BEGIN Records
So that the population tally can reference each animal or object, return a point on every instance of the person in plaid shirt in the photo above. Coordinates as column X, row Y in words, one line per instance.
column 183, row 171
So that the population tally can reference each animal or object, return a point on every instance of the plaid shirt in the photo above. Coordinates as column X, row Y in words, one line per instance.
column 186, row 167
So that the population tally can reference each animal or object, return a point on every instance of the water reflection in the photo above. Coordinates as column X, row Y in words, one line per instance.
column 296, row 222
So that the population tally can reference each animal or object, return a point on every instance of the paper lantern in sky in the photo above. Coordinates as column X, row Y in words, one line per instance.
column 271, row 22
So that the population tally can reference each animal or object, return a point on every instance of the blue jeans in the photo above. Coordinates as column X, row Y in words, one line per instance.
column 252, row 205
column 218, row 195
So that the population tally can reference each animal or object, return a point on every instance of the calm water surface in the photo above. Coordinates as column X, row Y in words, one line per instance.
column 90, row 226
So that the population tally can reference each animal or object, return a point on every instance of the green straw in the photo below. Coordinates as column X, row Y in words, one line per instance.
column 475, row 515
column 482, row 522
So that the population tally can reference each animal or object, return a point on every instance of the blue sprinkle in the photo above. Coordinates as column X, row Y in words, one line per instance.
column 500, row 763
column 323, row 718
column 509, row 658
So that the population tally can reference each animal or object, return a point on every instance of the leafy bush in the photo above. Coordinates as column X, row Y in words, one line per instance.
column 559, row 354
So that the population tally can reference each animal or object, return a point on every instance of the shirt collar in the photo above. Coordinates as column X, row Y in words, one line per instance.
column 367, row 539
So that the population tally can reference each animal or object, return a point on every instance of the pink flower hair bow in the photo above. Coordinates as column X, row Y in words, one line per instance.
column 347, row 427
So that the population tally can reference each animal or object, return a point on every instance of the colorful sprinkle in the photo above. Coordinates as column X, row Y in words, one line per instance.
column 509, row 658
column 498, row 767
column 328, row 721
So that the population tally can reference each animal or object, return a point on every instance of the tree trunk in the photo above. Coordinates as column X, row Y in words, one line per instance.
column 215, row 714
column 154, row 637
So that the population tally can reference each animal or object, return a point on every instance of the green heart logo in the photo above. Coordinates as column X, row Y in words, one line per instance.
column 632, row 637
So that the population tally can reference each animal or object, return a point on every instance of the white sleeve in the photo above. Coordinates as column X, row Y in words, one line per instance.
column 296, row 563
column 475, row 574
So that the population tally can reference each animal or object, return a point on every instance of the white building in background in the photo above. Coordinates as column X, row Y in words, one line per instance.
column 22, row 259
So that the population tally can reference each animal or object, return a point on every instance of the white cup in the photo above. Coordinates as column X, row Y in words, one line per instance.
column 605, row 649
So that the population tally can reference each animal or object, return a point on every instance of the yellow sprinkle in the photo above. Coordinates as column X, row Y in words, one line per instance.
END Records
### What this task involves
Your output should consist only of the lines from the one containing "of the shirt" to the end of the records above, each retyped exactly.

### Answer to this problem
So that the population tally can reference each animal or object, return a point on every instance of the shirt collar in the photo above. Coordinates as column X, row Y in words, one line per instance.
column 367, row 539
So that the population tally can reference each animal or object, return a point on every instance of the pink flower hair bow in the photo above. Coordinates as column X, row Y in words, one line per instance.
column 347, row 427
So that the population tally can reference each animal or object, return a point on every instance of the colorful sprinkle in the photo above. Coordinates as column X, row Y in words, one line per instance.
column 509, row 658
column 498, row 767
column 328, row 721
So that the population tally can reference each animal or object, return a point on every instance of the tree trunk in the photo above. Coordinates as column X, row Y in words, one line per instance.
column 215, row 714
column 154, row 637
So that the population tally can reference each animal or object, return a point on every instance of the green heart logo in the photo above. Coordinates as column X, row Y in words, one line per instance.
column 632, row 637
So that the population tally can reference each animal or object, return a point on every instance of the white sleeve in the photo above. Coordinates as column X, row Y in words, one line per instance.
column 296, row 563
column 475, row 574
So that the population tally can reference each animal or object, return a point on every instance of the white building in background in the photo above. Coordinates as column X, row Y in words, one line per instance.
column 22, row 259
So that the population tally can reference each animal or object, return a point on every instance of the white cup in the photo above. Coordinates as column X, row Y in words, one line per instance.
column 605, row 649
So that the population tally can reference each animal or object, return a point on every instance of the yellow sprinkle in the photo above. Coordinates as column X, row Y in words, one line per instance.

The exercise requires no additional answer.